• Material provided:
• • • • • • •

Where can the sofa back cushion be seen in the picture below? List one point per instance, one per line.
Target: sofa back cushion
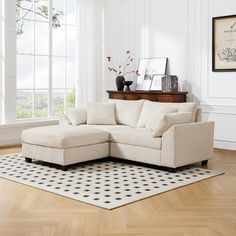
(168, 120)
(101, 114)
(127, 112)
(76, 116)
(149, 108)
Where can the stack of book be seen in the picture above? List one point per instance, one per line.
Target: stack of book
(170, 83)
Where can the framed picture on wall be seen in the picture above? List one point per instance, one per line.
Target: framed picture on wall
(224, 43)
(147, 68)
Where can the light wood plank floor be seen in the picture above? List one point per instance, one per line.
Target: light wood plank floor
(204, 208)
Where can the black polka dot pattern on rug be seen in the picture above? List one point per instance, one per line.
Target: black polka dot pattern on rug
(105, 184)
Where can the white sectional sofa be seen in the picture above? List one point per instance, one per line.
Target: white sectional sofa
(164, 134)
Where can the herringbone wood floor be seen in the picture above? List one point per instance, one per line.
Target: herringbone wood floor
(204, 208)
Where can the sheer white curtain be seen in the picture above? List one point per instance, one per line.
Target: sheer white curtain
(90, 50)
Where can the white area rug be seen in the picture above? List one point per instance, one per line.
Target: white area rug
(105, 184)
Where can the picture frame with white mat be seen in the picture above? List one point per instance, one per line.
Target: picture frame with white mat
(149, 67)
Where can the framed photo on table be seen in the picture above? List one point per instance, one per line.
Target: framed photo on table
(147, 68)
(156, 83)
(224, 43)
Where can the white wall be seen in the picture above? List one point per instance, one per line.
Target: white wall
(181, 31)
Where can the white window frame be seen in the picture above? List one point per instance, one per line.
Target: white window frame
(8, 64)
(50, 88)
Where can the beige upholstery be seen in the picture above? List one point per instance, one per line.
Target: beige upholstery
(169, 120)
(59, 136)
(150, 107)
(101, 114)
(127, 112)
(157, 115)
(66, 156)
(135, 153)
(198, 117)
(187, 143)
(76, 116)
(180, 145)
(137, 137)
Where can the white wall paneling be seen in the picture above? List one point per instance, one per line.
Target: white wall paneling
(180, 30)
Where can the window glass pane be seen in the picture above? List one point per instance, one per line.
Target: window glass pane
(41, 104)
(58, 72)
(57, 102)
(58, 10)
(41, 72)
(24, 10)
(25, 37)
(70, 41)
(71, 12)
(41, 10)
(25, 71)
(71, 72)
(24, 104)
(70, 98)
(58, 41)
(41, 38)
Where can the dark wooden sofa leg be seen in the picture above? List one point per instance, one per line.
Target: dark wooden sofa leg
(204, 163)
(28, 160)
(64, 168)
(171, 170)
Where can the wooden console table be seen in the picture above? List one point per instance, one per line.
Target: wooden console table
(149, 95)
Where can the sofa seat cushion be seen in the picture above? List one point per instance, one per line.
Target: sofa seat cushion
(60, 136)
(108, 128)
(138, 137)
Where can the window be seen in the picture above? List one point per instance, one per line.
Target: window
(46, 58)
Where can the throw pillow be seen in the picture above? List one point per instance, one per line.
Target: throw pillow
(127, 112)
(168, 120)
(101, 114)
(156, 116)
(77, 116)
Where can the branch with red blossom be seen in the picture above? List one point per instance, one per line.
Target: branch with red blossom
(118, 70)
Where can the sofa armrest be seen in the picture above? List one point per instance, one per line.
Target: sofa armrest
(63, 120)
(187, 143)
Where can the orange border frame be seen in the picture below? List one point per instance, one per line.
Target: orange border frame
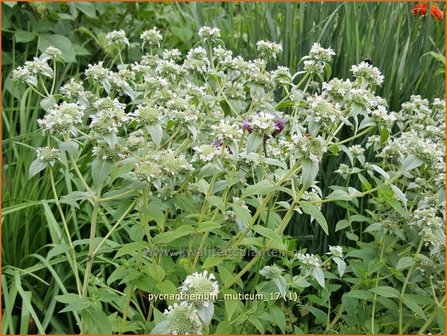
(1, 120)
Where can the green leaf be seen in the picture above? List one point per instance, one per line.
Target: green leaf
(36, 167)
(156, 272)
(185, 203)
(22, 36)
(131, 248)
(404, 262)
(386, 291)
(399, 194)
(413, 305)
(60, 42)
(154, 211)
(71, 147)
(231, 305)
(96, 321)
(87, 8)
(263, 187)
(342, 224)
(74, 302)
(156, 133)
(212, 261)
(267, 232)
(317, 215)
(318, 274)
(101, 170)
(359, 294)
(278, 317)
(167, 237)
(309, 172)
(47, 103)
(255, 321)
(208, 226)
(75, 196)
(341, 265)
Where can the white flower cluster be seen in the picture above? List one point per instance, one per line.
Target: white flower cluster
(268, 50)
(117, 38)
(47, 154)
(200, 288)
(110, 116)
(367, 74)
(152, 37)
(182, 320)
(314, 64)
(190, 315)
(309, 262)
(206, 153)
(61, 118)
(309, 147)
(209, 33)
(336, 251)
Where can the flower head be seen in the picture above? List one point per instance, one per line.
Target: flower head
(317, 52)
(47, 154)
(183, 320)
(172, 165)
(336, 251)
(117, 38)
(308, 261)
(209, 33)
(146, 115)
(200, 288)
(271, 272)
(267, 49)
(151, 37)
(54, 53)
(206, 153)
(368, 73)
(147, 170)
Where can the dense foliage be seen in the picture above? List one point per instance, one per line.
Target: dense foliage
(192, 190)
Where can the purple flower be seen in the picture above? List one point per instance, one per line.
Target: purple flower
(279, 126)
(218, 143)
(247, 126)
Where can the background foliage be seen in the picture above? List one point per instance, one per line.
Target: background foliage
(407, 50)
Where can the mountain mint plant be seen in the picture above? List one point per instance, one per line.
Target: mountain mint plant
(188, 172)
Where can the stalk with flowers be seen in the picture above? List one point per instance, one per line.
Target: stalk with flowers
(182, 164)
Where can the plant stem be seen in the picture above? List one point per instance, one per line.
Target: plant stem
(67, 232)
(404, 286)
(90, 255)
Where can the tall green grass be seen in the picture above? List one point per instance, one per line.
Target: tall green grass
(387, 33)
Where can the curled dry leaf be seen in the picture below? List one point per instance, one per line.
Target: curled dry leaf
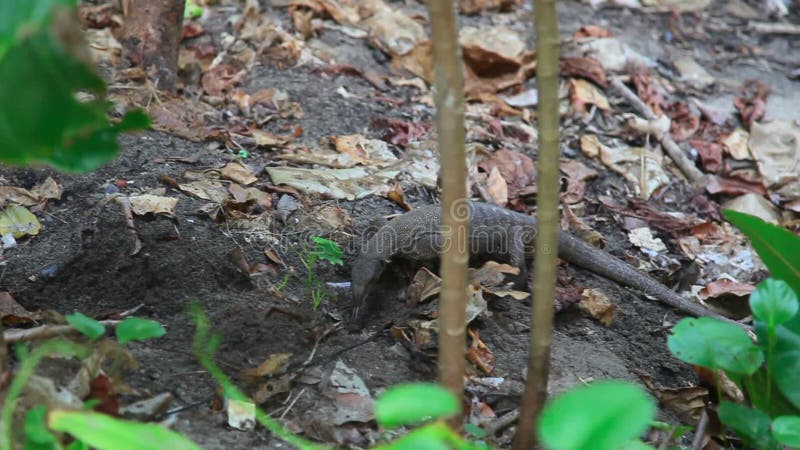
(735, 144)
(238, 172)
(47, 190)
(591, 31)
(470, 7)
(275, 364)
(650, 92)
(393, 32)
(596, 303)
(418, 61)
(627, 162)
(515, 168)
(710, 154)
(264, 138)
(210, 190)
(398, 196)
(776, 148)
(351, 184)
(588, 68)
(221, 79)
(497, 187)
(583, 93)
(153, 204)
(684, 124)
(179, 116)
(733, 186)
(479, 353)
(13, 314)
(400, 132)
(644, 239)
(752, 102)
(577, 174)
(19, 222)
(611, 52)
(693, 73)
(495, 59)
(725, 286)
(755, 205)
(363, 150)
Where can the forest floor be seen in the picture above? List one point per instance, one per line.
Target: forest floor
(239, 257)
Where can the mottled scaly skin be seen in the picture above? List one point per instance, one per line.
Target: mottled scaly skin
(494, 232)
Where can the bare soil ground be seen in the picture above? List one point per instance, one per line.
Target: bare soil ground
(81, 260)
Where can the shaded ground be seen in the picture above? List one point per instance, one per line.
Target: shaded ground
(188, 258)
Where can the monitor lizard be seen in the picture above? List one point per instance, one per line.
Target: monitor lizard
(494, 232)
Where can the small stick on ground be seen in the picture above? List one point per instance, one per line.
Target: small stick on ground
(501, 423)
(699, 434)
(127, 212)
(680, 159)
(47, 331)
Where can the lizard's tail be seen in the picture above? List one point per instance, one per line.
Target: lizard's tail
(584, 255)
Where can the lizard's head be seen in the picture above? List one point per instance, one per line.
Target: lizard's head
(366, 271)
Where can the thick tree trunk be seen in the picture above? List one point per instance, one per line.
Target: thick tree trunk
(151, 38)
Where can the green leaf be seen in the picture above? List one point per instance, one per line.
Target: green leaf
(751, 425)
(138, 329)
(86, 325)
(18, 221)
(25, 15)
(45, 122)
(604, 415)
(435, 436)
(777, 246)
(327, 250)
(637, 445)
(715, 344)
(191, 10)
(77, 445)
(786, 430)
(773, 302)
(105, 432)
(407, 404)
(37, 436)
(474, 431)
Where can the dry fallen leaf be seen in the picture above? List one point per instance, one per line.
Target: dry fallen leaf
(275, 364)
(238, 172)
(479, 353)
(735, 144)
(13, 314)
(515, 168)
(210, 190)
(725, 286)
(627, 161)
(18, 221)
(752, 102)
(596, 303)
(584, 93)
(394, 32)
(497, 187)
(153, 204)
(776, 148)
(755, 205)
(589, 68)
(494, 59)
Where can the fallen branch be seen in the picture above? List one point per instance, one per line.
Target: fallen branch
(47, 331)
(677, 155)
(774, 28)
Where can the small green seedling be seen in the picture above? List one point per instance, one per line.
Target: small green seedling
(765, 370)
(192, 10)
(323, 249)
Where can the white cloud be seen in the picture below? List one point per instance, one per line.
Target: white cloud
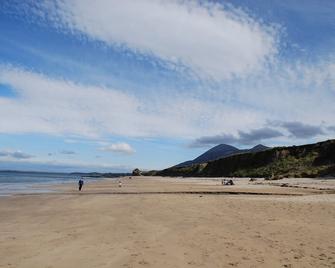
(61, 166)
(214, 40)
(59, 107)
(10, 154)
(120, 147)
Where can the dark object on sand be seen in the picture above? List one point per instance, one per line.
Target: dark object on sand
(80, 184)
(136, 172)
(227, 182)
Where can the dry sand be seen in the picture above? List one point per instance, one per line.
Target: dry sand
(155, 222)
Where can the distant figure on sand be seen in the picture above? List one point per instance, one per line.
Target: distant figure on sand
(80, 184)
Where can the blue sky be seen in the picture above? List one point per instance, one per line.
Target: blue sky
(124, 84)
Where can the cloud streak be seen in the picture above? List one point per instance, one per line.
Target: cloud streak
(213, 40)
(15, 155)
(120, 147)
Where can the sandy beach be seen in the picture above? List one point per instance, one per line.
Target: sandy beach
(171, 222)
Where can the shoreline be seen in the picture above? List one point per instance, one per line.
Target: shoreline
(169, 222)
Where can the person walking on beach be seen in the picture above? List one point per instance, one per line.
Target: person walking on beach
(80, 184)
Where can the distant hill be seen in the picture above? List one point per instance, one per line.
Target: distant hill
(220, 151)
(311, 160)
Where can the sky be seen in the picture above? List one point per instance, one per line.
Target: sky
(117, 85)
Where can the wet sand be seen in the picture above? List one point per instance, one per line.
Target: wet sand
(155, 222)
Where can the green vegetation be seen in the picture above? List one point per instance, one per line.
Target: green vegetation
(313, 160)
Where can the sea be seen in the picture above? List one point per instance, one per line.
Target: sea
(17, 182)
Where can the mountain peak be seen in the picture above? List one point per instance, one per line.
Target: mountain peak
(221, 151)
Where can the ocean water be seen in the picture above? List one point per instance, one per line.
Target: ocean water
(28, 182)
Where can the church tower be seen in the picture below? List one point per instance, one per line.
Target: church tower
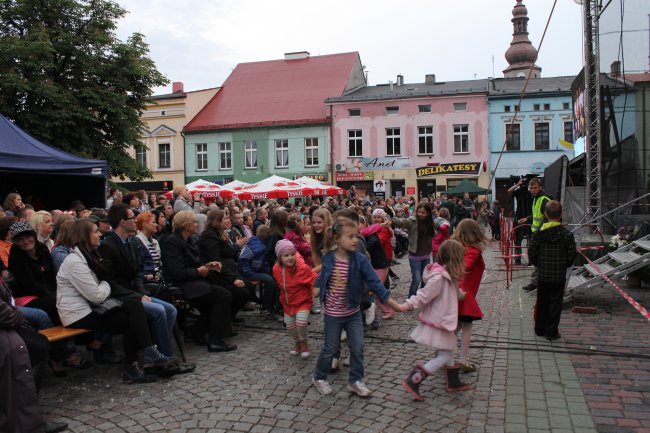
(521, 54)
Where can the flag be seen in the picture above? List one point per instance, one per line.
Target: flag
(566, 144)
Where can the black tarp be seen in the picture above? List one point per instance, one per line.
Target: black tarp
(51, 177)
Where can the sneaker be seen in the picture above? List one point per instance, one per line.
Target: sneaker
(370, 314)
(359, 388)
(133, 373)
(304, 350)
(322, 386)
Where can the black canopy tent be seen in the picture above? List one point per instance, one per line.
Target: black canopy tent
(51, 177)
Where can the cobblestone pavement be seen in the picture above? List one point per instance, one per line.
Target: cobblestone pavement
(522, 384)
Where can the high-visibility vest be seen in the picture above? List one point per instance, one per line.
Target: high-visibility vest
(538, 215)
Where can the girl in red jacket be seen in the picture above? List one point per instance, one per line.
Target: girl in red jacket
(295, 280)
(471, 235)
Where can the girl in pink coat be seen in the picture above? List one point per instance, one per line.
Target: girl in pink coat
(438, 318)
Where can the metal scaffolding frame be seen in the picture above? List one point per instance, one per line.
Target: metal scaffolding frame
(593, 147)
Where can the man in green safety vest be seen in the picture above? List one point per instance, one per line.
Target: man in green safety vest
(536, 219)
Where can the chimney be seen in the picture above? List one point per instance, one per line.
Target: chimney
(177, 87)
(297, 55)
(615, 69)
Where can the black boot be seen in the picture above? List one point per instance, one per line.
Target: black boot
(453, 381)
(413, 380)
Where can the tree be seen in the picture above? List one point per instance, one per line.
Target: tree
(69, 81)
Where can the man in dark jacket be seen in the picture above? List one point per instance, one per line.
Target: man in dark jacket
(122, 259)
(552, 250)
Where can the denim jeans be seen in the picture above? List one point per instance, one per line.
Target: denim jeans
(417, 268)
(333, 326)
(269, 288)
(36, 317)
(161, 316)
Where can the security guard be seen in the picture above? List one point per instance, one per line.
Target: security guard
(537, 218)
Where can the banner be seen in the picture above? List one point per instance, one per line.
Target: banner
(467, 168)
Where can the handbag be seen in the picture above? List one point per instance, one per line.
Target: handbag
(109, 304)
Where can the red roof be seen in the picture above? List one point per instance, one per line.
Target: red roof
(277, 92)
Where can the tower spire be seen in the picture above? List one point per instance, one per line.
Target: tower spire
(521, 54)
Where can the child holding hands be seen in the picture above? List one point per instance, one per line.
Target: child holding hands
(341, 292)
(295, 279)
(438, 305)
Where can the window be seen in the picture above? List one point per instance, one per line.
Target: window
(201, 156)
(460, 106)
(282, 153)
(311, 152)
(568, 131)
(542, 136)
(225, 156)
(164, 155)
(513, 137)
(355, 143)
(461, 138)
(425, 140)
(393, 147)
(141, 155)
(250, 154)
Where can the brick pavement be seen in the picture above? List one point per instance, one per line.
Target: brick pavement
(259, 388)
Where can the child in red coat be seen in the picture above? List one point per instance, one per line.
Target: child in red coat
(471, 235)
(296, 281)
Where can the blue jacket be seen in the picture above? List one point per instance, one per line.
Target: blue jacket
(360, 271)
(252, 259)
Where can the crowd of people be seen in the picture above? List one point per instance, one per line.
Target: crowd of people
(115, 270)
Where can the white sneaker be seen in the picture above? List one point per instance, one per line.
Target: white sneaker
(359, 388)
(370, 314)
(322, 386)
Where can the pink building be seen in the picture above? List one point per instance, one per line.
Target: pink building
(411, 139)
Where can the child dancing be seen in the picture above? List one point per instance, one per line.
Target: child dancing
(438, 305)
(295, 280)
(343, 270)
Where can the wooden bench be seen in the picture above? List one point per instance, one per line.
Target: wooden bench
(60, 333)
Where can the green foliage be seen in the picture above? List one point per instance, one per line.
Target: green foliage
(69, 81)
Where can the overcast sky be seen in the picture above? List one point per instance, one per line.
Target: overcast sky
(199, 42)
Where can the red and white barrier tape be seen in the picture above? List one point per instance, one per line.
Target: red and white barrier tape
(638, 307)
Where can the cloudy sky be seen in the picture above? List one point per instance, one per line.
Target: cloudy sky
(199, 42)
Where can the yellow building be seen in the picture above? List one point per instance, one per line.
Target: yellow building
(164, 152)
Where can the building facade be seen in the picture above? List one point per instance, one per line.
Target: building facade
(163, 151)
(411, 139)
(270, 118)
(527, 136)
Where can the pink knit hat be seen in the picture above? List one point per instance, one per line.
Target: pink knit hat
(282, 247)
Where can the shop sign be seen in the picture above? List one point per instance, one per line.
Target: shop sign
(321, 177)
(384, 163)
(466, 168)
(354, 175)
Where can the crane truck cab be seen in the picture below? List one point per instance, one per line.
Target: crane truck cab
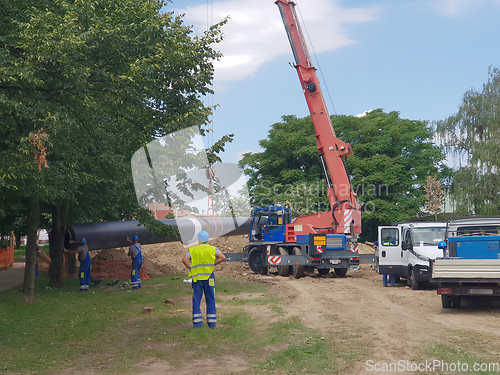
(269, 223)
(405, 250)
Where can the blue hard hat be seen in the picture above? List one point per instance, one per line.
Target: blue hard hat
(203, 236)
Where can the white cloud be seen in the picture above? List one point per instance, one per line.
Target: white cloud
(255, 33)
(451, 8)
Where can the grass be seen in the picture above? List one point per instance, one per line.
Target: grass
(464, 348)
(104, 330)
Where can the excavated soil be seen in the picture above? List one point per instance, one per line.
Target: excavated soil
(383, 325)
(161, 259)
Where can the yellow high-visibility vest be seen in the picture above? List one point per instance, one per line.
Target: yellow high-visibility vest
(202, 261)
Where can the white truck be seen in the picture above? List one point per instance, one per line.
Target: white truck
(470, 261)
(405, 250)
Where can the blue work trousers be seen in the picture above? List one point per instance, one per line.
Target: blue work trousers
(135, 277)
(207, 287)
(392, 279)
(85, 274)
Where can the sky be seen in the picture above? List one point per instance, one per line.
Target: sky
(417, 57)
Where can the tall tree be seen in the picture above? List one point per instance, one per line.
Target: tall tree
(99, 79)
(391, 159)
(472, 135)
(433, 195)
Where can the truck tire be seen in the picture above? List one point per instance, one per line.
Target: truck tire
(256, 260)
(446, 301)
(283, 270)
(341, 272)
(298, 271)
(412, 280)
(323, 271)
(456, 302)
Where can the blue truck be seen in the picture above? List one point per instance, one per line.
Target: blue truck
(275, 241)
(470, 265)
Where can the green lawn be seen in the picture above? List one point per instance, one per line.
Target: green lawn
(105, 329)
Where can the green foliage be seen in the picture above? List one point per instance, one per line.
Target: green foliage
(392, 158)
(100, 79)
(472, 135)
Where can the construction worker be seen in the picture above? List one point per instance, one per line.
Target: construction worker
(84, 258)
(201, 260)
(135, 253)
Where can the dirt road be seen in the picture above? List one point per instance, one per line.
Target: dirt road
(386, 325)
(398, 324)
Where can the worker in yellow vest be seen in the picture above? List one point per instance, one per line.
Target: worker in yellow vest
(201, 260)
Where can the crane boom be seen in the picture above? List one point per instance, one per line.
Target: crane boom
(343, 201)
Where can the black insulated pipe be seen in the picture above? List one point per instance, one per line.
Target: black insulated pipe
(111, 234)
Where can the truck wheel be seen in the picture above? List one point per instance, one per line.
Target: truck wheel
(283, 270)
(446, 301)
(412, 280)
(256, 260)
(323, 271)
(341, 272)
(298, 271)
(456, 302)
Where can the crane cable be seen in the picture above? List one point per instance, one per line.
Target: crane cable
(210, 97)
(315, 57)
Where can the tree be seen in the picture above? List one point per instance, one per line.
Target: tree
(472, 135)
(99, 79)
(392, 157)
(433, 195)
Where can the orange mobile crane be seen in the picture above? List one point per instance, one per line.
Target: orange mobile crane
(323, 240)
(345, 215)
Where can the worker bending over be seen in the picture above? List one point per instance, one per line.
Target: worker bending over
(84, 258)
(135, 253)
(201, 261)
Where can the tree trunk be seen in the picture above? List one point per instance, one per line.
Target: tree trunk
(18, 240)
(29, 270)
(56, 245)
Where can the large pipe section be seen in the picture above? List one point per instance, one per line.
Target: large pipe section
(111, 234)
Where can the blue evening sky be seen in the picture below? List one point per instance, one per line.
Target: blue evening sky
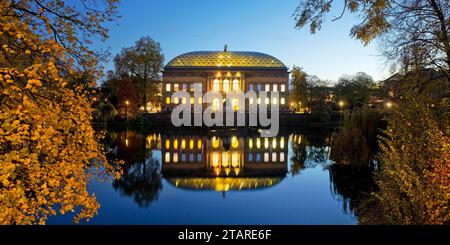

• • • • • • •

• Problem statement:
Of the lines above, extract only those from the line with "Where can the excavated" to the line with "Where can the worker in", both included, exactly as written.

• Worked solution:
Where can the excavated soil be seen in the picture above? List one point per instance, one per line.
Target: excavated soil
(383, 325)
(161, 259)
Where can the yellow high-visibility vest be seen in the picture above? List one point per instance, one per line.
Target: yellow high-visibility vest
(202, 261)
Where can the white truck be seen in the picture above? List one point per instance, one per line.
Target: white truck
(470, 261)
(405, 250)
Where can the blue work trousers be seen in the picture above? List one point per instance, one per line.
Target: blue work trousers
(135, 277)
(207, 287)
(392, 279)
(85, 274)
Where can the sky be seen in the picture above? List one point per instance, one per line.
Target: sky
(417, 57)
Where can the tall tree be seen in the picture above? List one point per instance, one per line.
Target: tall tree
(99, 79)
(391, 159)
(472, 135)
(433, 195)
Where can the truck tire be seen in the picture above? List one point per instance, one per line.
Target: truck tire
(256, 260)
(446, 301)
(283, 270)
(341, 272)
(298, 271)
(412, 280)
(323, 271)
(456, 302)
Where can the blue truck be seen in the picture above? List one point per instance, one per line.
Target: blue truck
(275, 241)
(470, 265)
Where can the green lawn be seen in the picture above? List one point per instance, one per line.
Target: green lawn
(105, 329)
Where can the green foliage be seen in the picture above? List one point per instance, one per line.
Target: green foliage
(392, 158)
(100, 79)
(472, 135)
Where can the construction worker be seen in the picture above? List one point per instance, one per line.
Target: construction worker
(84, 258)
(201, 260)
(135, 253)
Where can the dirt road be seen in the picture above? List one point per instance, one per line.
Target: dirt road
(386, 325)
(398, 324)
Where can the worker in yellow vest be seen in the picture above? List one point per instance, one per line.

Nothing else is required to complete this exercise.